● **Problem to work on**
Output as a numbered list the lines of data starting at the first line and ending at the line containing "172,40 -> 277,176", leaving out any blank lines.

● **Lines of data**
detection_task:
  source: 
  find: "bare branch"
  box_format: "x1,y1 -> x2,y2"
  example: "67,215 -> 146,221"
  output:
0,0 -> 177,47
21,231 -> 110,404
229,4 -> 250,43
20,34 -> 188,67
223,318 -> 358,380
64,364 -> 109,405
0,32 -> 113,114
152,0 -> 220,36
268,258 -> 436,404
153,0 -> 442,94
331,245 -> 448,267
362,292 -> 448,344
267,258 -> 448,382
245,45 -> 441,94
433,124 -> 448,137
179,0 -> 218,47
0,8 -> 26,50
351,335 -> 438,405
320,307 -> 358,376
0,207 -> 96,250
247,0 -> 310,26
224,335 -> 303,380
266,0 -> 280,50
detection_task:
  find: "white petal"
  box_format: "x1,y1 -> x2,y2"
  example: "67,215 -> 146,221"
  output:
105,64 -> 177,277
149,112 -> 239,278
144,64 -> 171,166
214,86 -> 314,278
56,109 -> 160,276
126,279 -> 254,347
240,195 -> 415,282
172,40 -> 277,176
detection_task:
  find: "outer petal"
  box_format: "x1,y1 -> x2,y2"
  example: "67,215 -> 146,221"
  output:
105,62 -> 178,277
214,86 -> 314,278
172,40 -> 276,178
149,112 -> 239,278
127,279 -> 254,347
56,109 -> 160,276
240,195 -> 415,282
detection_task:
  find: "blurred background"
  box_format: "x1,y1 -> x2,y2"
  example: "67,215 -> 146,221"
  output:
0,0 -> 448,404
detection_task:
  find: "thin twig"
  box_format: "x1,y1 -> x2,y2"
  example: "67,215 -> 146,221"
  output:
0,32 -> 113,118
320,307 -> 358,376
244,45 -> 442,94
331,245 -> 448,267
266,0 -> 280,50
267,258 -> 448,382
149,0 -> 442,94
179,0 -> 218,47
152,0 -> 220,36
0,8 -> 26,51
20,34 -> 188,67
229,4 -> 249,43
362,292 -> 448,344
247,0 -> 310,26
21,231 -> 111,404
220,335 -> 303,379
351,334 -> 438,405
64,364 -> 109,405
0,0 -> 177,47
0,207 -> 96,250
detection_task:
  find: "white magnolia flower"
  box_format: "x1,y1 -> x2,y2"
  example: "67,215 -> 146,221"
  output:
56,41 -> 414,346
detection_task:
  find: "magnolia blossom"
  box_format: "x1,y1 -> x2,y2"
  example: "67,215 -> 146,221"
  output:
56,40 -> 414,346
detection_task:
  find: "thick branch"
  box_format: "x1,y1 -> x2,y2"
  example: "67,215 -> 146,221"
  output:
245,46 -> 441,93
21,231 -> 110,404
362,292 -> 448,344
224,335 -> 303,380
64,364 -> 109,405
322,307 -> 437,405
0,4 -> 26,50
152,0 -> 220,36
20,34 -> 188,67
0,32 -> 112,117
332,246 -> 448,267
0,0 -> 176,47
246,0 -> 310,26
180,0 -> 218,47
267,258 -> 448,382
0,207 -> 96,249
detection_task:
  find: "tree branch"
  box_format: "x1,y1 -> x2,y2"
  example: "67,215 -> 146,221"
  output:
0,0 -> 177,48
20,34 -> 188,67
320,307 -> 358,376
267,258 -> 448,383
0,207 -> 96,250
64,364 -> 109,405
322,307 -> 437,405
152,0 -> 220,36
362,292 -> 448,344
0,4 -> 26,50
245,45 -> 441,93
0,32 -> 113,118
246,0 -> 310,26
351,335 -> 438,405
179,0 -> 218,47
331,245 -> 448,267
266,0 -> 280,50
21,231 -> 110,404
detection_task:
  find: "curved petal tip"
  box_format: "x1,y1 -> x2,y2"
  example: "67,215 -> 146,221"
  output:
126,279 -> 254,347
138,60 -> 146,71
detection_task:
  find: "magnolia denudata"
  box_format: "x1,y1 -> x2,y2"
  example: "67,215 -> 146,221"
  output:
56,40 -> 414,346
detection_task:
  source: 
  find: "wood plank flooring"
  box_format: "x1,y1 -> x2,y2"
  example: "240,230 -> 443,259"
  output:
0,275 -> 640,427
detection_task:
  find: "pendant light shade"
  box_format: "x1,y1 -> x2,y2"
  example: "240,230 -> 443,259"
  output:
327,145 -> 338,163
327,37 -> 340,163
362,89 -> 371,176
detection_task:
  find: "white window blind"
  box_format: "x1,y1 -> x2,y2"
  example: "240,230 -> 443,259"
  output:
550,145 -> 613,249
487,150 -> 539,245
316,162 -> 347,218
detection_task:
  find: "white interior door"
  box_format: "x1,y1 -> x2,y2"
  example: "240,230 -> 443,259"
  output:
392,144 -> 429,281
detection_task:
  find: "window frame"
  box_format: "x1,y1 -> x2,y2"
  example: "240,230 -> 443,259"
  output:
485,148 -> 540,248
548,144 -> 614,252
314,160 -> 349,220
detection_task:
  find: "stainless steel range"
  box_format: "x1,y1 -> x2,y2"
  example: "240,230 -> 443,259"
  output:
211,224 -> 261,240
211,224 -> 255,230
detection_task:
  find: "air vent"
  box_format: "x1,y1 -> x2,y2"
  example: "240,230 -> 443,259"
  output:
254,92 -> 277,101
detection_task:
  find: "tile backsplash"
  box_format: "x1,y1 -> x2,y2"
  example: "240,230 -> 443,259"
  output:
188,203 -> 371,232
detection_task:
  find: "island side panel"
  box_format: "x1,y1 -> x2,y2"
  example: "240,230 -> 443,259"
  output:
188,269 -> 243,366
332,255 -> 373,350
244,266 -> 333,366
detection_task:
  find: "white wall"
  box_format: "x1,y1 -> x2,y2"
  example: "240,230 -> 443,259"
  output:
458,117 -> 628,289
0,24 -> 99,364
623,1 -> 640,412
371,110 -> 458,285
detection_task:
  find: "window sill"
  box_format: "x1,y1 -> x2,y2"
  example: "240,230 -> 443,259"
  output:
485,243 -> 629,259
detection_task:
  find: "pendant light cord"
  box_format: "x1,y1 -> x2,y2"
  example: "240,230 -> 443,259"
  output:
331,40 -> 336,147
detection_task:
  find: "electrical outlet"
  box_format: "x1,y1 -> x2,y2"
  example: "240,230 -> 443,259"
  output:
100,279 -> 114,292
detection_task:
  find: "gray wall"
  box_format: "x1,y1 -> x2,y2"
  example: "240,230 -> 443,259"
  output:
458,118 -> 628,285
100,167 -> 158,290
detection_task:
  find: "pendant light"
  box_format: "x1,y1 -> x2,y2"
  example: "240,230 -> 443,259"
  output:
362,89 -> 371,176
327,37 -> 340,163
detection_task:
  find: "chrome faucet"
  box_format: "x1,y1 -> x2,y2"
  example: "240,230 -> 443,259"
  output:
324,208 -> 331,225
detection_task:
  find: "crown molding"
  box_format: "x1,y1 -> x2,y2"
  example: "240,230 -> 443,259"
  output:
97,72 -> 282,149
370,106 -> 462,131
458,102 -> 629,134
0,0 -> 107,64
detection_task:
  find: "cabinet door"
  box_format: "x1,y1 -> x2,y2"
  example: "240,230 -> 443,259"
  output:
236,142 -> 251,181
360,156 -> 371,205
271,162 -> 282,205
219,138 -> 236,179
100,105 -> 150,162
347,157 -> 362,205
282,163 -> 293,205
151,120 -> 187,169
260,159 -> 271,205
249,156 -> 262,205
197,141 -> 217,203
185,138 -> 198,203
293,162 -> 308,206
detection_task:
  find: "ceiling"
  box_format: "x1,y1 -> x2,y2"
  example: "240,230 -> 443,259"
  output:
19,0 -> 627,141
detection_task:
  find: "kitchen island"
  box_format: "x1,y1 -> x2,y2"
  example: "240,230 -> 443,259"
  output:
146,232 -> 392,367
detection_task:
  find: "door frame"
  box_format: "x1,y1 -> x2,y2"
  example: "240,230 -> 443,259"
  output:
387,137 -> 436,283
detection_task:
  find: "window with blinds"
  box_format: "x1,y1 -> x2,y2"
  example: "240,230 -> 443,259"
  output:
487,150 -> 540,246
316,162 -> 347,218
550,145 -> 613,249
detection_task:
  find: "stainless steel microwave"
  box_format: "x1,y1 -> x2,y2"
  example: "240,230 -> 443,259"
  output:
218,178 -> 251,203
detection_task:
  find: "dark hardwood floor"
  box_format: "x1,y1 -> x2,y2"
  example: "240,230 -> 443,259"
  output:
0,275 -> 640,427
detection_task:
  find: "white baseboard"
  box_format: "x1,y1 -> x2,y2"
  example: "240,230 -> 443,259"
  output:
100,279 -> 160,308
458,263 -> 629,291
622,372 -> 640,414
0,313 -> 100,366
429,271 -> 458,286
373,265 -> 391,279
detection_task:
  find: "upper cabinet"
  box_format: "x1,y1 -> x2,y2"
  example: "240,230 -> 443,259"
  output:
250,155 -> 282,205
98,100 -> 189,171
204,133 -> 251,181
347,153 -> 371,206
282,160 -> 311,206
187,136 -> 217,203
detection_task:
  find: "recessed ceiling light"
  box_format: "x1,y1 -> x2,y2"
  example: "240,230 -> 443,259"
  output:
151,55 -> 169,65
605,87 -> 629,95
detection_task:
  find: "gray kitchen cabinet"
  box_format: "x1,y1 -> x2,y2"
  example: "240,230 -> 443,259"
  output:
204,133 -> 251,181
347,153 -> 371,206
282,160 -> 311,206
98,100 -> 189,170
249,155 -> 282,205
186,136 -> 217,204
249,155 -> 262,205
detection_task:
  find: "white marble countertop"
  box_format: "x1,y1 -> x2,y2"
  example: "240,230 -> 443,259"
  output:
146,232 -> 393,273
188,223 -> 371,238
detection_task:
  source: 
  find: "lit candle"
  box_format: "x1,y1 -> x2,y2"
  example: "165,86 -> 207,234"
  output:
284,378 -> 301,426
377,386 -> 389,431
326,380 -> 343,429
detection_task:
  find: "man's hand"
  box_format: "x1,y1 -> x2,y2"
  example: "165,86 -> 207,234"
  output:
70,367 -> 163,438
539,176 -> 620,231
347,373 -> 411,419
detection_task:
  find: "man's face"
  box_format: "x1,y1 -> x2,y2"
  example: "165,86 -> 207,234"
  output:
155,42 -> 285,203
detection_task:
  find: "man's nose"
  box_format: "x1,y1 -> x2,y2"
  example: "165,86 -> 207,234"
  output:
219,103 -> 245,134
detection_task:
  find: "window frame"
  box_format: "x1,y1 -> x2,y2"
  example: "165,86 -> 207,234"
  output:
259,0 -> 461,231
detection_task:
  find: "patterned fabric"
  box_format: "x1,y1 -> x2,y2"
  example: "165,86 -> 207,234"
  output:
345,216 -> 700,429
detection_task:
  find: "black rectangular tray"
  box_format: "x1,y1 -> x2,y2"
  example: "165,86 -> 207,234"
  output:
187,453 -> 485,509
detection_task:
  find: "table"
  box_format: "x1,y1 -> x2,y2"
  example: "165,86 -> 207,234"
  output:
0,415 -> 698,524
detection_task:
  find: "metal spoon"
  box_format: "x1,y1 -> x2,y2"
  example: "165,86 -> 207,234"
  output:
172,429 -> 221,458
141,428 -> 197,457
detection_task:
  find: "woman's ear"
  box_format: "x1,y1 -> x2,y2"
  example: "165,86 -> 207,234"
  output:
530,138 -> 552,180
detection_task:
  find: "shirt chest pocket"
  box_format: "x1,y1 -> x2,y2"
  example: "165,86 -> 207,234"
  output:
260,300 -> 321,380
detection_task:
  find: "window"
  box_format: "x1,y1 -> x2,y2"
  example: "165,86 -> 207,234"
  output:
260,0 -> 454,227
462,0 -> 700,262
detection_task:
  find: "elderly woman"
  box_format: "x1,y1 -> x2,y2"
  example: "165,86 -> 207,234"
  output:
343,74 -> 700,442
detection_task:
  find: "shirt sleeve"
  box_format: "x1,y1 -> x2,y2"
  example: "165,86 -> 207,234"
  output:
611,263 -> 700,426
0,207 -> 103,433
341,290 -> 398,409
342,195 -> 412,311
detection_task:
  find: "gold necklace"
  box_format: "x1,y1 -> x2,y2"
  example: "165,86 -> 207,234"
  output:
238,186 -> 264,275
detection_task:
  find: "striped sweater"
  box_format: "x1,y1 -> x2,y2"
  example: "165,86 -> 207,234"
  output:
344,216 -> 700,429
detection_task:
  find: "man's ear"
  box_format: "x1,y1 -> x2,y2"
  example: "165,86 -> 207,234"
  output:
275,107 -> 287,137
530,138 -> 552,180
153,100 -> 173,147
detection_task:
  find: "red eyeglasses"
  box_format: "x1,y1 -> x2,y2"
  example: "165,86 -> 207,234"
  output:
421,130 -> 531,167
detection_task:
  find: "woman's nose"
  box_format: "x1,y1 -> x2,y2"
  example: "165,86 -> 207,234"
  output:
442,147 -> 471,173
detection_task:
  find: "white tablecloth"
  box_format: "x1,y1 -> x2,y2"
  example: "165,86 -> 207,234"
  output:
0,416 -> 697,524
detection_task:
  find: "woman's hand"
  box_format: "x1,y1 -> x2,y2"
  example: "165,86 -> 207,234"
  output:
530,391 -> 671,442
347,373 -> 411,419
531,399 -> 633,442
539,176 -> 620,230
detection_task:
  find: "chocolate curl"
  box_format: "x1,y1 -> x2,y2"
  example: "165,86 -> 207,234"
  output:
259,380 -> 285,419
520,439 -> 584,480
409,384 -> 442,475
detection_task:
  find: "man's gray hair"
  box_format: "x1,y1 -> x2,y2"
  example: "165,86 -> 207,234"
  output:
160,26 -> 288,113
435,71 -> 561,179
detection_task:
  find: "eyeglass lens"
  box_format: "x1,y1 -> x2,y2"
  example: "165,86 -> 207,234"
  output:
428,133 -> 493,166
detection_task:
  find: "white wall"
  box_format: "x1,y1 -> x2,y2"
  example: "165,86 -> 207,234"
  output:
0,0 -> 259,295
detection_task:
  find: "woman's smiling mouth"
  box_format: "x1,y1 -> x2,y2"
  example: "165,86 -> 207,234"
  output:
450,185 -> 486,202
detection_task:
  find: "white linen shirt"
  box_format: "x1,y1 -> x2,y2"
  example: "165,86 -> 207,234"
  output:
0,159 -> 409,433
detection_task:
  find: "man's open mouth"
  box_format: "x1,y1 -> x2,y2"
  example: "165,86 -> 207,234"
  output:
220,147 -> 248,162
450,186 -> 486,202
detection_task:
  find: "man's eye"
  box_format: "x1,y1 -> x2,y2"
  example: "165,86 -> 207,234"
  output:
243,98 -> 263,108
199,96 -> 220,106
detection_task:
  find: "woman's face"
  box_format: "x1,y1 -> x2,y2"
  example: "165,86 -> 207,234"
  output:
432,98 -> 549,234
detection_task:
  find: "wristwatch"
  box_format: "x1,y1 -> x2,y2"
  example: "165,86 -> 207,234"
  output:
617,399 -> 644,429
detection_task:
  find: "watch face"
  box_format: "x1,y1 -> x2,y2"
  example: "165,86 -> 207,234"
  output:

● **Worked answer**
1. detection_task:
2.   source: 
3.   find: "bare branch"
4.   box_format: "x1,y1 -> x2,y2"
5.   example: "67,215 -> 146,221"
6.   output:
7. 0,0 -> 177,47
8. 21,231 -> 110,404
9. 229,4 -> 250,43
10. 20,34 -> 188,67
11. 223,318 -> 358,380
12. 64,364 -> 109,405
13. 0,32 -> 113,114
14. 152,0 -> 220,36
15. 268,258 -> 436,404
16. 153,0 -> 442,94
17. 331,245 -> 448,267
18. 362,292 -> 448,344
19. 267,258 -> 448,382
20. 245,45 -> 441,94
21. 433,124 -> 448,137
22. 179,0 -> 218,47
23. 0,8 -> 26,50
24. 351,335 -> 438,405
25. 320,307 -> 358,376
26. 0,207 -> 96,250
27. 247,0 -> 310,26
28. 224,335 -> 303,380
29. 266,0 -> 280,50
30. detection_task:
31.   find: "white petal"
32.   box_format: "x1,y1 -> x2,y2"
33.   example: "67,215 -> 146,221"
34.   output:
35. 105,64 -> 177,277
36. 149,112 -> 239,278
37. 144,64 -> 171,166
38. 214,86 -> 314,278
39. 56,109 -> 160,276
40. 126,279 -> 254,347
41. 240,195 -> 415,282
42. 172,40 -> 277,176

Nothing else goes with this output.